[Stored entries]
======
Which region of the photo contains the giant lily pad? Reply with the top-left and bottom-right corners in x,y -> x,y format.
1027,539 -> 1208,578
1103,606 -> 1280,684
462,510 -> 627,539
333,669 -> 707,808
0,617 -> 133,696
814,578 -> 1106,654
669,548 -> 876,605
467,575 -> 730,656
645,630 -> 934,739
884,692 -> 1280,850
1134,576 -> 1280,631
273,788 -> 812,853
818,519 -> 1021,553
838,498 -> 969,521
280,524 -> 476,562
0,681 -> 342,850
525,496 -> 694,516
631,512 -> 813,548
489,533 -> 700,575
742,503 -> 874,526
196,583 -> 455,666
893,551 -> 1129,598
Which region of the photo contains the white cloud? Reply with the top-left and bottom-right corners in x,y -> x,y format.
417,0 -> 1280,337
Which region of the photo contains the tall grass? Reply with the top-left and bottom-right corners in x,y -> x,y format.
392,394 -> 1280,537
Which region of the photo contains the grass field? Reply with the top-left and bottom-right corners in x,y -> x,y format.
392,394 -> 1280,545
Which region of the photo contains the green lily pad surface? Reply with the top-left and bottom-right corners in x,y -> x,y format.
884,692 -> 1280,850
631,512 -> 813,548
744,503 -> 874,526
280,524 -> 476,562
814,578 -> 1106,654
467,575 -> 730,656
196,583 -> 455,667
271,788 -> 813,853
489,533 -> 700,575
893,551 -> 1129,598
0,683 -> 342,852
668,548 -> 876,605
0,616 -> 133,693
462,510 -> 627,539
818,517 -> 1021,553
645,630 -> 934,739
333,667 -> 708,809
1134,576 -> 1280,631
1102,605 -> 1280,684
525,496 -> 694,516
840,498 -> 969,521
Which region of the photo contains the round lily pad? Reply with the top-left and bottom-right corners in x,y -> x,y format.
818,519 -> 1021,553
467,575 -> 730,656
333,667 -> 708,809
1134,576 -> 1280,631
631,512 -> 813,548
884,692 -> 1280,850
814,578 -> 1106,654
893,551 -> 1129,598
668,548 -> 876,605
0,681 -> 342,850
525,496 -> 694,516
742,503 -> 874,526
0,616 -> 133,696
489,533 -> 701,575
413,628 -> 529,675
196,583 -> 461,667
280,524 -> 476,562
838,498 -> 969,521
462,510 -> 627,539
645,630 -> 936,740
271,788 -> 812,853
======
INSTRUCTION:
Copy out the lines word for word, from the line with "Which region of the photo contains the grass" up to and including the line with "840,498 -> 969,521".

SOLUTION:
Which region of the photo contains the grass field? Reply with the top-left and bottom-right corners in x,y -> x,y format.
392,394 -> 1280,545
Which region of the photo contains the green lily pad surface? Reply with the top-left and bottom-right corners in x,y -> x,y format.
884,692 -> 1280,850
631,512 -> 813,548
744,503 -> 874,526
280,524 -> 476,562
814,578 -> 1106,654
467,575 -> 730,656
196,583 -> 455,667
271,788 -> 813,853
489,533 -> 700,575
893,551 -> 1129,598
0,683 -> 342,852
668,548 -> 876,605
0,616 -> 133,693
462,510 -> 627,539
818,517 -> 1021,553
645,630 -> 934,739
333,667 -> 708,809
1134,576 -> 1280,631
1102,605 -> 1280,684
525,496 -> 694,516
840,498 -> 969,521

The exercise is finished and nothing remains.